> _SHORT EXERCISE_: Copy the material below line for line without changing anything, and leave the pictures out of your copy.

> _SUPPLIED DATA_:

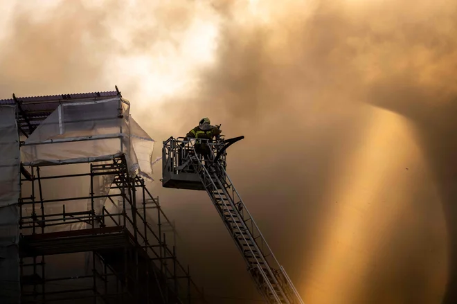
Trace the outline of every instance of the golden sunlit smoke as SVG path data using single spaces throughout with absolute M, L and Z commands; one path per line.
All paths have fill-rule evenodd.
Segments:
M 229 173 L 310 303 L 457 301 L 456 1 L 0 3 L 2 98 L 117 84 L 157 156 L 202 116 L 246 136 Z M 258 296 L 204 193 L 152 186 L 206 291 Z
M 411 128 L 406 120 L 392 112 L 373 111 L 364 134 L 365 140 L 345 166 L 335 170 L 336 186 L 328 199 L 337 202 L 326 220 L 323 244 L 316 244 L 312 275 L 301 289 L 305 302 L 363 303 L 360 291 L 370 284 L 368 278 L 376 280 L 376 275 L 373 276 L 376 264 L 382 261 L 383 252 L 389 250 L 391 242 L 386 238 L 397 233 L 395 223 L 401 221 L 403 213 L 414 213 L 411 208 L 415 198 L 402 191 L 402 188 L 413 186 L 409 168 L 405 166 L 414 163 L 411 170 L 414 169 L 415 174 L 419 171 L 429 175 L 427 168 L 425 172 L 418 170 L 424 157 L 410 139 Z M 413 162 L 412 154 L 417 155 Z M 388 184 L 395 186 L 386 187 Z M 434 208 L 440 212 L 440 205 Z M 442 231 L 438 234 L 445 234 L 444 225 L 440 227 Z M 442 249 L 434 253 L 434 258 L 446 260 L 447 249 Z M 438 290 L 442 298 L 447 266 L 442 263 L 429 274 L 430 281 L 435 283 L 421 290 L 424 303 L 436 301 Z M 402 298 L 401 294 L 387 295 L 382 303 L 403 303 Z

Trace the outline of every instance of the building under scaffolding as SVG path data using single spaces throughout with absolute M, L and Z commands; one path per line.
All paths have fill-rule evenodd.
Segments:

> _REPLY TO THE TASK_:
Trace the outline of every instance of the golden sunlit smoke as SVG path data using single spaces throughout with absolute M, L and Z commands; one path per line.
All paths have fill-rule evenodd.
Segments:
M 229 173 L 310 303 L 457 301 L 456 1 L 0 3 L 2 98 L 117 84 L 157 156 L 202 116 L 246 136 Z M 258 296 L 204 193 L 152 186 L 206 291 Z
M 411 128 L 406 120 L 392 112 L 373 111 L 364 134 L 365 140 L 345 166 L 335 170 L 336 186 L 328 199 L 337 202 L 326 220 L 323 244 L 316 244 L 312 275 L 301 289 L 305 302 L 363 303 L 360 291 L 370 284 L 368 278 L 376 280 L 376 275 L 373 276 L 376 264 L 382 261 L 383 252 L 389 250 L 391 242 L 386 238 L 397 233 L 395 223 L 401 221 L 403 213 L 414 213 L 411 208 L 415 198 L 402 191 L 402 188 L 413 186 L 409 168 L 405 166 L 414 163 L 411 170 L 414 169 L 415 174 L 419 171 L 429 175 L 427 168 L 425 172 L 418 170 L 424 157 L 410 139 Z M 413 162 L 412 154 L 417 155 Z M 388 184 L 395 186 L 386 187 Z M 434 208 L 440 212 L 440 205 Z M 442 231 L 438 234 L 445 234 L 444 225 L 440 227 Z M 442 249 L 434 253 L 434 258 L 446 260 L 447 249 Z M 438 290 L 442 298 L 447 266 L 442 263 L 429 274 L 430 281 L 435 283 L 421 290 L 424 303 L 436 301 Z M 402 298 L 401 294 L 387 295 L 382 303 L 403 303 Z

Trace the outline of every instance of the building under scaffolding as SVG path data using single spaces throughout with absolute M, L and Z commands; one path per line.
All paths have fill-rule evenodd.
Segments:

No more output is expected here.